(Schriftliche Aufgabe A):
Fasse im Artikel über Bettina Jarasch den Absatz, der mit „Sie sagt das beim eher übersichtlichen“ beginnt, als kurze Stichpunktliste zusammen. Alle wesentlichen Fakten sollen erhalten bleiben.

(Bereitgestellter Auszug):
==========

Dauerlauf ohne Durchbruch

Mobilitätssenatorin und Grünen-Spitzenkandidatin Bettina Jarasch will nach der Verkehrswende die Verwaltungswende einläuten

  • Nicolas Šustr
  • Lesedauer: 7 Min.

»Es muss nur endlich angepackt werden. Und zwar mit der Entschlossenheit, so einen mühsamen Prozess, wo man nicht sofort Positiv-Schlagzeilen erntet, auch anzugehen und fertig zu machen, bis er eben fertig ist«, sagt Bettina Jarasch zum ZDF-Reporter vor dem Rathaus Friedenau.

Die Mobilitätssenatorin und Spitzenkandidatin der Grünen für die Wiederholungswahl zum Abgeordnetenhaus am 12. Februar spricht über die Verwaltungsreform – und nicht über die Verkehrswende, an der sie tatsächlich seit etwas über einem Jahr aktiv arbeitet. »Das wird ein paar Jahre dauern, und das macht man am besten aus dem Roten Rathaus. Und das möchte ich tun«, so Jarasch weiter. Und schon beim Thema Mobilität ist der Knoten noch längst nicht zerschlagen.

Sie sagt das beim eher übersichtlichen Wahlkampf-Auftakt am Neujahrstag auf dem Breslauer Platz vor dem Rathaus Friedenau. Jarasch kommt angejoggt in Laufkleidung: schwarze Hose, graues Oberteil. Sie führt einen kleinen Trupp von rund zwei Dutzend Parteifreunden an, die, wie es in der Einladung empfohlen worden ist, alle brav Grünen-T-Shirts übergeworfen haben. Der Platz ist Ziel des Neujahrslaufs der Tempelhof-Schöneberger Grünen, der zuvor am Rathaus Schöneberg gestartet ist.

Der letzte Teil der Strecke führte durch die Handjerystraße. 2015 wurde in der Bezirksverordnetenversammlung (BVV) Tempelhof-Schöneberg erstmals der Beschluss gefasst, die Nord-Süd-Verbindung zwischen Bundesallee und Rheinstraße zur Fahrradstraße zu machen. Doch auf den letzten Metern vor dem endgültigen Beschluss scherte die SPD aus der grün-roten Zählgemeinschaft aus.

==========

(Gespeicherte Datensätze):
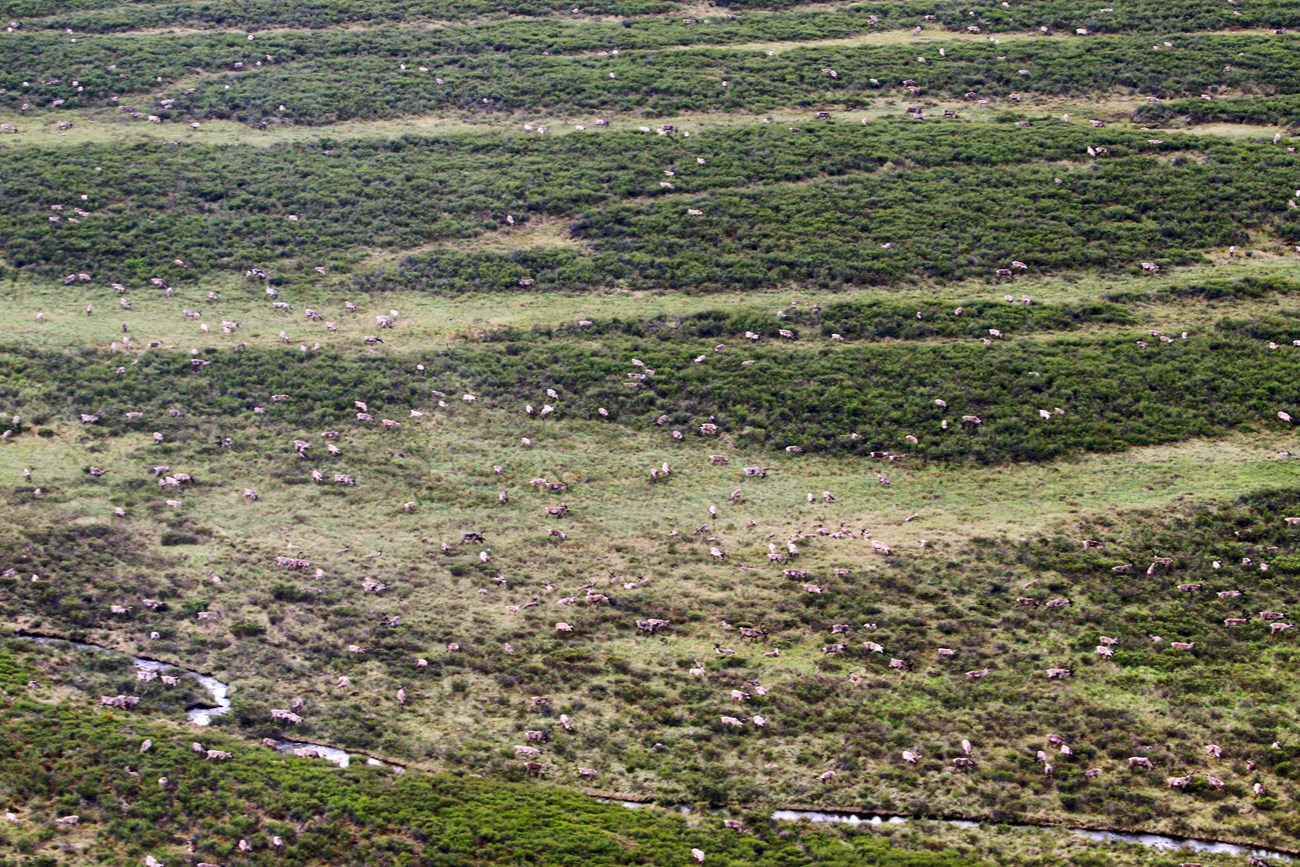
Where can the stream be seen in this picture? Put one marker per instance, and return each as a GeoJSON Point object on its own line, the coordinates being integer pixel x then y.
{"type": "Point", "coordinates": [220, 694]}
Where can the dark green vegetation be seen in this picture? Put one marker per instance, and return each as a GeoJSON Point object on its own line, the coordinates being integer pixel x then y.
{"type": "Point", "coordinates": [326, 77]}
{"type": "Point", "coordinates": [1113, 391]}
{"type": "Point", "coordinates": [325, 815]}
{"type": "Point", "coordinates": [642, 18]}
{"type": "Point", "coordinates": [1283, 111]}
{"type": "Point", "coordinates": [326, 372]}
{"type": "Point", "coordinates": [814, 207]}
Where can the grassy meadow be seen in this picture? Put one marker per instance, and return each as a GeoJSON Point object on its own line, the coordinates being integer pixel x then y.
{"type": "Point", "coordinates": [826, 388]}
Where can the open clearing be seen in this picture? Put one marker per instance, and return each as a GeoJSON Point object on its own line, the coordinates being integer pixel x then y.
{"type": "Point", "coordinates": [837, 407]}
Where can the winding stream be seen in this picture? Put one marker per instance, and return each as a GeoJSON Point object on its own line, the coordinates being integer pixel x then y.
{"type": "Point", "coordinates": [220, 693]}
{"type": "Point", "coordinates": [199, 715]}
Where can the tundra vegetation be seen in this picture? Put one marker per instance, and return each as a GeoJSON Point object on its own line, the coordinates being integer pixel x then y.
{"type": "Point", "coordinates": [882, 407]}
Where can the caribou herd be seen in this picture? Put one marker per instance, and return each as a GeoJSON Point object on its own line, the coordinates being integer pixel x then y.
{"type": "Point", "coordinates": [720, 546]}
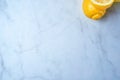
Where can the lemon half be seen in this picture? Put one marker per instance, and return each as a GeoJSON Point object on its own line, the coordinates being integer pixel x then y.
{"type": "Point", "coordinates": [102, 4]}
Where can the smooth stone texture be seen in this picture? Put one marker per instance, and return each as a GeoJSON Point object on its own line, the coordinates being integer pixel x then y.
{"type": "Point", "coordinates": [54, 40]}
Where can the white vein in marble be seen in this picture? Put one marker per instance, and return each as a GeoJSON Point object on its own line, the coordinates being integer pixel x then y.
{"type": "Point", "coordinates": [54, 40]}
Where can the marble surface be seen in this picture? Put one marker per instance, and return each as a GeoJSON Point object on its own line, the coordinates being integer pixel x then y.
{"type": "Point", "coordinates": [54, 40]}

==========

(Schriftliche Aufgabe B):
Wiederhole aus den Datensätzen unverändert die Zeilen von der Zeile mit „Where can the smooth“ bis einschließlich der letzten Zeile der Datensätze.

(Lösung der Übung A):
- Jarasch äußert sich beim eher übersichtlichen Wahlkampfauftakt am Neujahrstag auf dem Breslauer Platz vor dem Rathaus Friedenau.
- Sie kommt in Laufkleidung angejoggt, mit schwarzer Hose und grauem Oberteil.
- Sie führt rund zwei Dutzend Parteifreunde an, die wie in der Einladung empfohlen Grünen-T-Shirts tragen.
- Der Platz ist Ziel des Neujahrslaufs der Tempelhof-Schöneberger Grünen, der am Rathaus Schöneberg gestartet ist.

(Lösung der Übung B):
Where can the smooth stone texture be seen in this picture? Put one marker per instance, and return each as a GeoJSON Point object on its own line, the coordinates being integer pixel x then y.
{"type": "Point", "coordinates": [54, 40]}
Where can the white vein in marble be seen in this picture? Put one marker per instance, and return each as a GeoJSON Point object on its own line, the coordinates being integer pixel x then y.
{"type": "Point", "coordinates": [54, 40]}
Where can the marble surface be seen in this picture? Put one marker per instance, and return each as a GeoJSON Point object on its own line, the coordinates being integer pixel x then y.
{"type": "Point", "coordinates": [54, 40]}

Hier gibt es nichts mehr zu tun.